* **Problem description**
For this exercise, reproduce the entries below exactly, but only from the line containing "point: snow mound" through the line containing "drop a point: the player being carried", both included.

Dataset entries:
____________

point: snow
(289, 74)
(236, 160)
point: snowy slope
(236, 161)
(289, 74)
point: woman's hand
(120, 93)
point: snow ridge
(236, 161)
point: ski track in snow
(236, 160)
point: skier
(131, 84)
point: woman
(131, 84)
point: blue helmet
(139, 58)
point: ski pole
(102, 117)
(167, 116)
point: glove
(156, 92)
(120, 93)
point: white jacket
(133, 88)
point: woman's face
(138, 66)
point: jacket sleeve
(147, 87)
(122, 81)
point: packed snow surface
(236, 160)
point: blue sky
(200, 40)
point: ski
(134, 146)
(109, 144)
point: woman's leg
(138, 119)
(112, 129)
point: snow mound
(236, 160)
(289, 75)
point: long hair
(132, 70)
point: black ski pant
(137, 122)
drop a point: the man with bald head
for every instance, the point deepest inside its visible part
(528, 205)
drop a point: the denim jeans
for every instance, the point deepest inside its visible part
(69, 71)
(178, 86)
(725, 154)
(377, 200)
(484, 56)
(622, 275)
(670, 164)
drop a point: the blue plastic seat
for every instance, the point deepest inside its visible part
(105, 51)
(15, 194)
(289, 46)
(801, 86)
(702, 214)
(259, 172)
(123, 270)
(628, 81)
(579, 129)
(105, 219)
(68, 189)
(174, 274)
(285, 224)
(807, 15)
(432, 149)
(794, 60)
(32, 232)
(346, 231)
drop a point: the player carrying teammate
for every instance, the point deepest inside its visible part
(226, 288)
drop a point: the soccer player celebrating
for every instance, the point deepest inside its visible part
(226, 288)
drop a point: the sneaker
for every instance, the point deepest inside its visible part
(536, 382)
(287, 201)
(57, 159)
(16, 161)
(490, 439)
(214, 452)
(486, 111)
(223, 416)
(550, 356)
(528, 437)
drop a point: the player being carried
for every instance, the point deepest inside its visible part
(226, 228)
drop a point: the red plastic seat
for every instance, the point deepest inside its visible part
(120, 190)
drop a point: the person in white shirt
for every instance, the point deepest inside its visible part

____________

* **Problem solution**
point: snow mound
(236, 160)
(289, 75)
point: long hair
(132, 70)
point: black ski pant
(137, 122)
drop a point: the man with bald head
for every instance, the point deepest inside its visible part
(528, 205)
drop a point: the denim jeans
for every instance, the point deepest inside its visible part
(69, 71)
(178, 86)
(725, 154)
(377, 200)
(484, 56)
(622, 275)
(670, 164)
drop a point: the blue plastic seat
for every instance, the point deepest inside its visible part
(105, 51)
(15, 194)
(289, 46)
(801, 86)
(702, 214)
(259, 172)
(123, 270)
(628, 81)
(579, 129)
(105, 219)
(68, 189)
(174, 274)
(285, 224)
(807, 15)
(432, 149)
(794, 60)
(32, 232)
(346, 231)
drop a point: the player carrying teammate
for every instance, the point deepest inside its visible part
(226, 288)
drop a point: the soccer player celebrating
for every instance, the point deepest inside its visible part
(226, 288)
drop a point: the sneaker
for every instance, the point deepest inside its visible part
(536, 382)
(287, 201)
(57, 159)
(16, 161)
(490, 439)
(214, 452)
(486, 111)
(223, 416)
(550, 356)
(528, 437)
drop a point: the player being carried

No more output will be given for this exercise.